> **Problems and tasks**:
- a) For the passage below on Philadelphia's public restrooms, state whether each statement agrees with it. Answer yes or no, and quote the words that decide it: (i) Philadelphia began its first bathroom pilot in 2019 because of a hepatitis A outbreak; (ii) the $100,000 price of each Portland Loo includes installation; (iii) the Portland Loo will be open around the clock.
- b) Print the stretch of the passage below on Philadelphia's public restrooms from "Philadelphia first set" through "visited the toilet.", word for word.

*** Opening of Text block ***

So when the idea of installing public bathrooms comes up, backlash sometimes comes from residents and civic groups who fear what happens behind a bathroom stall’s closed doors or balk at the cost. But not providing toilets leads to more feces on the sidewalk and hepatitis A outbreaks, Lowe said.
Philadelphia discovered that. In 2019, in response to an outbreak of hepatitis A, the city embarked on its first bathroom pilot, said Kathleen Grady, chief of staff in the Philadelphia managing director’s office for health and human services. The spread of hepatitis A is associated with inadequate handwashing, and public handwashing facilities are in shortage along with bathrooms.
Philadelphia first set up restroom trailers. With COVID-19, the city expanded the number of locations and added handwashing stations, said Grady. Then it moved to portable toilets and increased the number of those to more than eight.
Now, Philadelphia has ordered its first Portland Loo, a standalone restroom developed by the city of Portland, Oregon. The bathroom is in more than 20 cities, including Hoboken where Philadelphia staff visited the toilet.
“The Portland Loo is our attempt to make these restrooms into something that's permanent and then also to make them more attractive to a variety of people,” said Grady. “The porta potties initially were a public health intervention to address the needs of those who were unhoused, but we're trying to take a broader approach now.”
Philadelphia’s first Portland Loo will be in Center City and is projected to arrive by fall, she said. Funding exists to install a total of six units citywide. Each Portland Loo costs $100,000, not including installation or maintenance.
The city determined the locations of bathrooms by visiting each neighborhood and looking at hot spots for people who are unhoused and for overdoses outside the home, Grady said. A community engagement process allowed residents to weigh in on toilet locations and share any concerns.
Right now, Philadelphia has two public restroom specialists who maintain, disinfect and stock the portable toilets, said Laboy. But the bathrooms aren’t open 24/7. The bathrooms are only available during the specialists’ work hours at 8 a.m. to 7 p.m. The Portland Loo will keep the same schedule.

*** Close of Text block ***
*** Opening of Supplied data ***

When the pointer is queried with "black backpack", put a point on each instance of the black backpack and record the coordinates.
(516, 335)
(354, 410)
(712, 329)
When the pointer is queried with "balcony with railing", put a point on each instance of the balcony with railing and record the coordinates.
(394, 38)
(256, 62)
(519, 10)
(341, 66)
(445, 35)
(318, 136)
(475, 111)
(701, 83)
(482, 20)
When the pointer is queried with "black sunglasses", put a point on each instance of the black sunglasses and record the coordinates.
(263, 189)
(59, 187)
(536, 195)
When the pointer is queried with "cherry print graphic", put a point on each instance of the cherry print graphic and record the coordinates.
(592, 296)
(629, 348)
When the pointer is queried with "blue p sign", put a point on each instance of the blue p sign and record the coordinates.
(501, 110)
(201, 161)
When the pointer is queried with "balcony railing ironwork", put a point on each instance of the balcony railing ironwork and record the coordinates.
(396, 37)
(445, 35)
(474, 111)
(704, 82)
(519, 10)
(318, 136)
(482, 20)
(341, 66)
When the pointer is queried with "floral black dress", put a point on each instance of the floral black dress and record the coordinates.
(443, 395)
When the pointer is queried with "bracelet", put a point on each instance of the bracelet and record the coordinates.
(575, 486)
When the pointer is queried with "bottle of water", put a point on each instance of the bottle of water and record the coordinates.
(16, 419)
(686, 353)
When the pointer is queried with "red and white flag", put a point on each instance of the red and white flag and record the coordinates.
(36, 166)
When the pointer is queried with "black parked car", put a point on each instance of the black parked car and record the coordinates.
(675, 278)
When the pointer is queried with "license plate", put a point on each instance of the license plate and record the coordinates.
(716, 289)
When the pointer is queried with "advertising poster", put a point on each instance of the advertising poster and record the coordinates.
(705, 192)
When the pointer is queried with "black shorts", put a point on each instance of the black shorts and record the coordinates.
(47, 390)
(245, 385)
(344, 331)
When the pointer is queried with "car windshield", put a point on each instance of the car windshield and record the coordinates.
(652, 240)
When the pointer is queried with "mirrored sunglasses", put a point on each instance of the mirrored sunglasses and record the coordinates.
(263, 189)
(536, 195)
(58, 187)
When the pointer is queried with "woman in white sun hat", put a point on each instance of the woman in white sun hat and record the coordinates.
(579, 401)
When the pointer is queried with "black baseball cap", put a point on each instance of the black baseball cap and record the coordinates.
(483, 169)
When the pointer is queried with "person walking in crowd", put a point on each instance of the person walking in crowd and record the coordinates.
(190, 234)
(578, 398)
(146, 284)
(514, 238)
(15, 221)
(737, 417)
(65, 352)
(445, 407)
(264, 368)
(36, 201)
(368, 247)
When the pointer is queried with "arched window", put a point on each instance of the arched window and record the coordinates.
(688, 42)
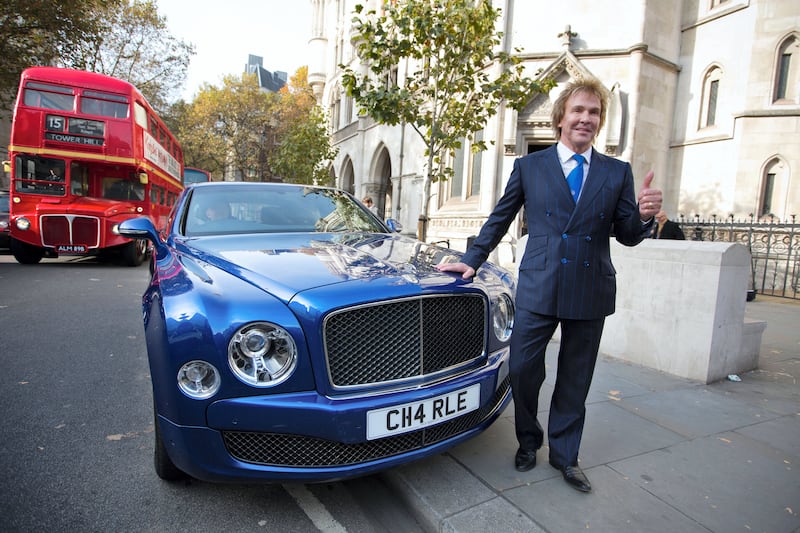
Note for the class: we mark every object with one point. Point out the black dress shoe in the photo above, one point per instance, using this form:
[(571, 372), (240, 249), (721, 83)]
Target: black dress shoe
[(575, 477), (525, 460)]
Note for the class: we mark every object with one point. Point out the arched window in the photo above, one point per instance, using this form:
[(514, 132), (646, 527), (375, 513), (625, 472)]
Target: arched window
[(787, 72), (773, 193), (711, 88)]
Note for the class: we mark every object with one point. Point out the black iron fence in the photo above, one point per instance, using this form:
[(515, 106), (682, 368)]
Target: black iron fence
[(774, 248)]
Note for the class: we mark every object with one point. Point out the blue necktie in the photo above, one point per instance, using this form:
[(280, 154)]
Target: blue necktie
[(575, 178)]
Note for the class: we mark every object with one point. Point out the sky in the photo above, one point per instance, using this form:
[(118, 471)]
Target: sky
[(225, 32)]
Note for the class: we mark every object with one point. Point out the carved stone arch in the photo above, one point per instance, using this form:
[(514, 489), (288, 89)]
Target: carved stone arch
[(786, 80), (380, 182), (534, 122), (348, 181), (773, 189)]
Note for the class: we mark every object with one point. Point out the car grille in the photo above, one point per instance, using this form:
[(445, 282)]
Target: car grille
[(299, 451), (403, 339), (70, 229)]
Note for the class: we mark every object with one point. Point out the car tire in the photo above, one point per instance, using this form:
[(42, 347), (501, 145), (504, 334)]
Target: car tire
[(165, 468), (25, 253), (134, 252)]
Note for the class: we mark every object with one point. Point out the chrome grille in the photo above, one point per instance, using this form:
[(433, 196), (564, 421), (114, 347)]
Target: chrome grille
[(70, 229), (403, 339), (299, 451)]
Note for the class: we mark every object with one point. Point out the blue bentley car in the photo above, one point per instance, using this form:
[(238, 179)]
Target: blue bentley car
[(292, 335)]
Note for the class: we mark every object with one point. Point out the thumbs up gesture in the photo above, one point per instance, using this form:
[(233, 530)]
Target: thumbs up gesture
[(649, 199)]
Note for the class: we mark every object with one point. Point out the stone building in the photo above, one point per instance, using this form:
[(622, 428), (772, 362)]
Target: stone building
[(704, 92)]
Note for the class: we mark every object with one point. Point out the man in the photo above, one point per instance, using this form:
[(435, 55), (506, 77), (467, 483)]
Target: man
[(565, 275), (666, 229)]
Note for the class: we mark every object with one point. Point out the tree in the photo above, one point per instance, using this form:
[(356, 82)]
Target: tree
[(304, 143), (458, 75), (137, 47), (261, 135), (42, 32)]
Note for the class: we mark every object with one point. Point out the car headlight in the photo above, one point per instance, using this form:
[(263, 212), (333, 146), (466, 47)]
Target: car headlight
[(502, 317), (262, 354), (198, 379)]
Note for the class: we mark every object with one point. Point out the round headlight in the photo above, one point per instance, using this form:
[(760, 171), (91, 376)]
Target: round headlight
[(502, 317), (23, 224), (198, 379), (262, 354)]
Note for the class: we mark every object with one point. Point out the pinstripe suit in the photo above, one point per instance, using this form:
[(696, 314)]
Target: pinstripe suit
[(565, 276)]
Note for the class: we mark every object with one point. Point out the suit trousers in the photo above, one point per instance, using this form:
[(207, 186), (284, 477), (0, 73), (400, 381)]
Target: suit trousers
[(580, 342)]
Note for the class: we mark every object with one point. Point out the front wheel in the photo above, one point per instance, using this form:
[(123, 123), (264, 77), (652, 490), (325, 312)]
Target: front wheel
[(134, 252), (26, 254)]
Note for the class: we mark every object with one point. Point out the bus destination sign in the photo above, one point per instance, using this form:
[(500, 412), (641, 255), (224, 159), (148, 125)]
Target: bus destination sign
[(74, 130)]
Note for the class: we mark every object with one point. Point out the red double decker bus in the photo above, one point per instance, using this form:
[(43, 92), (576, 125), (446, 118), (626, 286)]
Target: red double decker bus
[(195, 175), (87, 151)]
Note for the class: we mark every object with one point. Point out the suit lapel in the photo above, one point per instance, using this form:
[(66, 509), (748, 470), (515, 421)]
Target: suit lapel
[(553, 171), (598, 173)]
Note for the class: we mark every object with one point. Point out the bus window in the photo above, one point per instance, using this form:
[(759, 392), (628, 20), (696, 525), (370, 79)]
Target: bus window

*** Close of Supplied data ***

> **Problem solutions**:
- a)
(i) Yes: "In 2019, in response to an outbreak of hepatitis A, the city embarked on its first bathroom pilot"
(ii) No: "Each Portland Loo costs $100,000, not including installation or maintenance."
(iii) No: "The bathrooms are only available during the specialists’ work hours at 8 a.m. to 7 p.m. The Portland Loo will keep the same schedule."

- b)
Philadelphia first set up restroom trailers. With COVID-19, the city expanded the number of locations and added handwashing stations, said Grady. Then it moved to portable toilets and increased the number of those to more than eight.
Now, Philadelphia has ordered its first Portland Loo, a standalone restroom developed by the city of Portland, Oregon. The bathroom is in more than 20 cities, including Hoboken where Philadelphia staff visited the toilet.